▶ **PAGE EXTRACT**:
ITHACA, N.Y. –– On July 7, 2021, the Ithaca City Common Council held its first in-person meeting since the start of the COVID-19 pandemic about 15 months ago.

“I’m also grateful that we’re back in Council chambers,” Alderperson Graham Kerslick said. “I know we joked about it over Zoom, but it’s actually really great to be back in person. I certainly appreciate that, and I appreciate the public being here.”

The Ithaca City Common Council suspended in-person meetings and switched to Zoom at the start of the pandemic, with the March 25, 2020 meeting being the first to be broadcast via YouTube. They resumed in-person meetings after the state of emergency Governor Andrew Cuomo declared for New York ended on June 24.

Alderperson Laura Lewis said the Common Council was agile as it adapted to the changing circumstances, both in implementing virtual meetings and in reinstating in-person meetings.

“The switch flipped very quickly when we went into the pandemic,” Lewis said, “and then the switch flipped equally quickly two Thursdays ago at midnight, going into the weekend, when we learned that the state of emergency expired and therefore, the executive orders had also expired, thus requiring in-person meetings.”

About 20 members of the public attended the meeting, filling most of the seats in the conference room in City Hall. Few of the attendees wore face coverings to the meeting. The Common Council recorded the meeting and uploaded the recording of the meeting to YouTube the day after the meeting.

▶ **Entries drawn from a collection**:
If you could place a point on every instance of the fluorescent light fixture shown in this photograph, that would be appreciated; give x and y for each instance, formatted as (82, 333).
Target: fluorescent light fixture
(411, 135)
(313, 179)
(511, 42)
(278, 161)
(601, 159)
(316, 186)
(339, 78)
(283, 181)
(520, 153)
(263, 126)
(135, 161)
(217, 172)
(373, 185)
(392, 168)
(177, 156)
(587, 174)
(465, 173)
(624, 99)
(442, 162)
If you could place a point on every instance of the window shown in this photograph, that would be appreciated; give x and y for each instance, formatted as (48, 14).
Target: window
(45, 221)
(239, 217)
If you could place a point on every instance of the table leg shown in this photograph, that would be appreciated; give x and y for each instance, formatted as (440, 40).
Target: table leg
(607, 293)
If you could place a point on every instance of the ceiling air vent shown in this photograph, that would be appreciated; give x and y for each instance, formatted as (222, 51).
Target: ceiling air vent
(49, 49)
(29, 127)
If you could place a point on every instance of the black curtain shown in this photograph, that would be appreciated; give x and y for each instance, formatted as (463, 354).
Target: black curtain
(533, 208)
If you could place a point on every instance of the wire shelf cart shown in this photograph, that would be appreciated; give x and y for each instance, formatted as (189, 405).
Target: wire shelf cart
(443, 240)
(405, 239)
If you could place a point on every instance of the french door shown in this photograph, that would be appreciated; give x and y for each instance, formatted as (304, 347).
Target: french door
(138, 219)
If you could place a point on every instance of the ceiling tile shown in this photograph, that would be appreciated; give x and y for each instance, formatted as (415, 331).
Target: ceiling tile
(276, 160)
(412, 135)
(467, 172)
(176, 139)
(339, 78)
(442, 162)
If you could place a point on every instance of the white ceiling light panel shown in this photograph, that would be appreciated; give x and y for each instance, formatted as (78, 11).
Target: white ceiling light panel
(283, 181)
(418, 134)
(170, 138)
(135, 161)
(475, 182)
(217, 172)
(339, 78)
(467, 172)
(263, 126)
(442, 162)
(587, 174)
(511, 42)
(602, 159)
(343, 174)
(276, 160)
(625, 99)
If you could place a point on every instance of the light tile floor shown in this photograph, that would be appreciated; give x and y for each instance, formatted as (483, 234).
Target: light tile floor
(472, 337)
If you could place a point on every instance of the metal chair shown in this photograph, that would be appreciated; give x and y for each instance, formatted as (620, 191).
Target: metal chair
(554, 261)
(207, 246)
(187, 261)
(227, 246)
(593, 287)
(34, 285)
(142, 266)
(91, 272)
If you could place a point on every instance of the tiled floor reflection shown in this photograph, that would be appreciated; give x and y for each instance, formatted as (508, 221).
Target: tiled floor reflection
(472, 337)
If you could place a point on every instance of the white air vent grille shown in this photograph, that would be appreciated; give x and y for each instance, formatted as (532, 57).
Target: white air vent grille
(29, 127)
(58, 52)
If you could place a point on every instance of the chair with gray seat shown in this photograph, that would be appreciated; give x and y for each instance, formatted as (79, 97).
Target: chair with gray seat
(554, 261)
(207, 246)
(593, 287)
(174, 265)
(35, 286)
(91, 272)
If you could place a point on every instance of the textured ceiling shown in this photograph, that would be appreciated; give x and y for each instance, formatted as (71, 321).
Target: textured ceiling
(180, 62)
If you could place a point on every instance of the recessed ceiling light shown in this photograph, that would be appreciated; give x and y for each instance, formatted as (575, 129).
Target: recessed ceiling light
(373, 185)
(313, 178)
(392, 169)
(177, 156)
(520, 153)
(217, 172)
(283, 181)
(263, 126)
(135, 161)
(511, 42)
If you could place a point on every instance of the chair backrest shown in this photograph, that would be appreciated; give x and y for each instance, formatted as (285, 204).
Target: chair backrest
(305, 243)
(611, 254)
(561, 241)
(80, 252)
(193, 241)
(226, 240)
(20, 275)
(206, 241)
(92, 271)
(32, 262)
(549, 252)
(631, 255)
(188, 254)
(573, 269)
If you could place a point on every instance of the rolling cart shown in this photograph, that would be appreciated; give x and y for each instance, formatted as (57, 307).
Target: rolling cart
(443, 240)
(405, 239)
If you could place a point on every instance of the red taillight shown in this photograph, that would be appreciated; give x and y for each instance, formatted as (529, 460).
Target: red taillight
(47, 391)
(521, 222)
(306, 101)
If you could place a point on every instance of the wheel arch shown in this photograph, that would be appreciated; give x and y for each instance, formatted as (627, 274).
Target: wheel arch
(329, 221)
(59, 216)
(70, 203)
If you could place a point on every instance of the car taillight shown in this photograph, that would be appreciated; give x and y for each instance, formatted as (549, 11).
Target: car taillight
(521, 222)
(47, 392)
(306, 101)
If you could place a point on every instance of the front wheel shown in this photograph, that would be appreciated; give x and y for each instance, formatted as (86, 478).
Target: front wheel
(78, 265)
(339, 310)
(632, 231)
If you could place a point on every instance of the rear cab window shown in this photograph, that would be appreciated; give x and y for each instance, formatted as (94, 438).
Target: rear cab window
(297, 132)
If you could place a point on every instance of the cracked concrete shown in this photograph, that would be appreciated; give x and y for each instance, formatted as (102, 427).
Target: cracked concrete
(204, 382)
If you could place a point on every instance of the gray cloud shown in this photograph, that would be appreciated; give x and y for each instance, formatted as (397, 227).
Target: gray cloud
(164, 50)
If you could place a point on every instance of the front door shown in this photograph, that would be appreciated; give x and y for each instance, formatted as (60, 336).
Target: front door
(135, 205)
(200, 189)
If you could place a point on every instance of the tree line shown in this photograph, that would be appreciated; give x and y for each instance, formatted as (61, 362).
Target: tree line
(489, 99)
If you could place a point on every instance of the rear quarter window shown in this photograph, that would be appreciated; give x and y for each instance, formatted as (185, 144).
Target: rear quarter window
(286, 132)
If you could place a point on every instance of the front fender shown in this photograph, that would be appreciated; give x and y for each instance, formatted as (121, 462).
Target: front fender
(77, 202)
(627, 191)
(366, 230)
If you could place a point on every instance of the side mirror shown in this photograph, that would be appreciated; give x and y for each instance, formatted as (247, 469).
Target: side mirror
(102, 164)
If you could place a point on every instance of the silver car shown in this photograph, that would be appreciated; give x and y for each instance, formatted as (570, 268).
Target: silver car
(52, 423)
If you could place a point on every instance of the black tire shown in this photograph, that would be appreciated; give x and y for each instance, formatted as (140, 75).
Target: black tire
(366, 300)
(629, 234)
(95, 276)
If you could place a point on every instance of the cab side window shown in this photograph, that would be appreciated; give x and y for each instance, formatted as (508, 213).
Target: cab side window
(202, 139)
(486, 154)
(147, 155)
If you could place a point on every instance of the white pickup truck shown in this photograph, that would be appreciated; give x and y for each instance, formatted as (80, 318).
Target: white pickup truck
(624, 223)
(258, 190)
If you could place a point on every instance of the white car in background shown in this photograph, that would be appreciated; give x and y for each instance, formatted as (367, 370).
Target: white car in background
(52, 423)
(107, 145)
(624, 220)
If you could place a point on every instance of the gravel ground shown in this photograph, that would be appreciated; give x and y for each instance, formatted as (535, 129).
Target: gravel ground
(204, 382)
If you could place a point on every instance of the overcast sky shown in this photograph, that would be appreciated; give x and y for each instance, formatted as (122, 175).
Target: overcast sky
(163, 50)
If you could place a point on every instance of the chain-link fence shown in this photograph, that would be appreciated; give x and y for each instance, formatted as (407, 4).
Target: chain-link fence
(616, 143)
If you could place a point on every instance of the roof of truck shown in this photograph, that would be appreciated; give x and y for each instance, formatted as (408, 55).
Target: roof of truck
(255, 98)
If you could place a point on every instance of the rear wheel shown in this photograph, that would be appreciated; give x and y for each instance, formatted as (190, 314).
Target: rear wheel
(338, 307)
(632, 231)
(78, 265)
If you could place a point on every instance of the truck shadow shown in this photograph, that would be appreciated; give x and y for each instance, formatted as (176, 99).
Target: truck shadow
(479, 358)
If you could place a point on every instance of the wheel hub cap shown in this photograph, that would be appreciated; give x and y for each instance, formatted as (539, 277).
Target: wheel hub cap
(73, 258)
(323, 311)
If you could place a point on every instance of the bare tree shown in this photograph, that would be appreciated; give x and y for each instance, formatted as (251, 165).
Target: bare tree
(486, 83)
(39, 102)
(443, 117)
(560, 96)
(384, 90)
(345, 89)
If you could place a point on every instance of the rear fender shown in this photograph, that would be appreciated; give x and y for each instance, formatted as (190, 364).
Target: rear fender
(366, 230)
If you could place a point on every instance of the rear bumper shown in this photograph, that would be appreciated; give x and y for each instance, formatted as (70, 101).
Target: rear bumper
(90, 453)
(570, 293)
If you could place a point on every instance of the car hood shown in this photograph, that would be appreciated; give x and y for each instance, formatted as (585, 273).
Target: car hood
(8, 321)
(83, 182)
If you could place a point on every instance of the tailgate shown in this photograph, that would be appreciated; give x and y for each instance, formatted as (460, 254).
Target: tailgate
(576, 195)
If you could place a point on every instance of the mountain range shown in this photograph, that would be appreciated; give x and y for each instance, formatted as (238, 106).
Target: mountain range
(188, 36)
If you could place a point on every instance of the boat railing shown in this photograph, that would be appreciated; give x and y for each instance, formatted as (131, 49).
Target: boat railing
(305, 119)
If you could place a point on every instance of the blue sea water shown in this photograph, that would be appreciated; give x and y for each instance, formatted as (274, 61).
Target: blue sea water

▶ **TO DO**: Please continue the news article about the Ithaca Common Council's first in-person meeting since the pandemic began, starting right after its final sentence.

▶ **RESPONSE BELOW**:
While some people who attended the virtual meetings might not have attended the in-person meetings, other residents lack the devices necessary to watch the meetings online.

“Much as our meetings on Zoom enabled some people, more people, perhaps, in the public to attend meetings without having to come to City Hall, it also meant that some who did not have the technology, didn’t have access to the library, for example, to use their technology, could not take advantage,” Lewis said. “So I just wanted to say welcome back to everyone.”

Fay Gougakis, a Common Council regular pre-pandemic, spoke at the meeting complaining that council asking residents to sign in online has been unfair to people without access to technology, as she does not own a computer or cell phone.

“To me, yes, technology has its place,” Gougakis said, “and you have Zoom meetings or whatever, but today, to do this, is unfair.”

Several other residents attended the meeting to share their concerns and criticisms with the Common Council on a range of topics, which Alderperson Cynthia Brock thanked them for. Brock also brought up some struggles the community is facing, such as with mental health, environmental change and the economy, before reassuring the speakers that the Common Council takes their concerns seriously.

“It’s kind of interesting,” Brock said. “Here we are, 15 months after our last meeting, and we’re going on as if life is normal, but everything has changed in those 15 months.”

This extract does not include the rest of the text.